To be done>
Repeat word for word the lines of the items below, from the line containing "Could you please locate the white" through the end of the items.

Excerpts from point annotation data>
▬▬▬

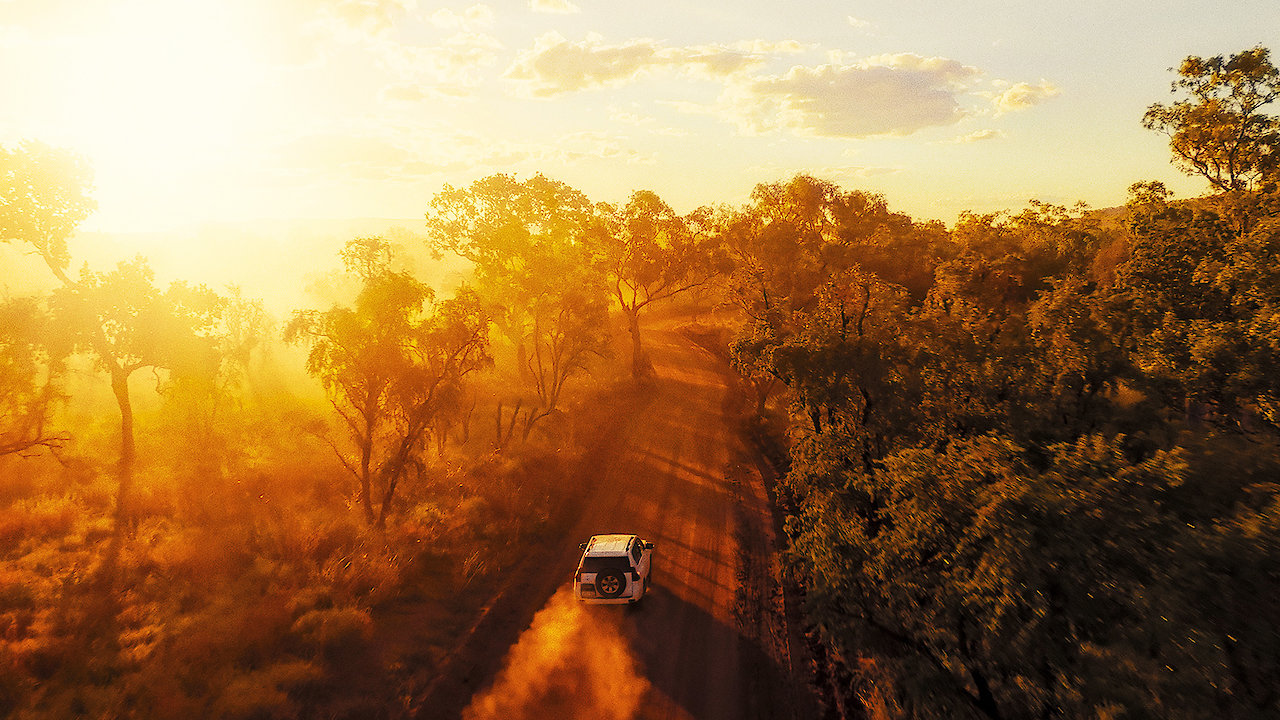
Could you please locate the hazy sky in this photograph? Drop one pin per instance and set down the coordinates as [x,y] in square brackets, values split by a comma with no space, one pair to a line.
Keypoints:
[364,108]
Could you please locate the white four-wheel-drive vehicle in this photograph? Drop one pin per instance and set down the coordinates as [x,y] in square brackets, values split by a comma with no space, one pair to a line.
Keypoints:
[615,569]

▬▬▬

Final answer>
Could you please locate the white four-wheel-drive vehicle in this photograph? Drop one pin per instance and set down the coordinates as [x,y] in square brackets, values split by a comma with no space, one pair to a line.
Keypoints:
[615,569]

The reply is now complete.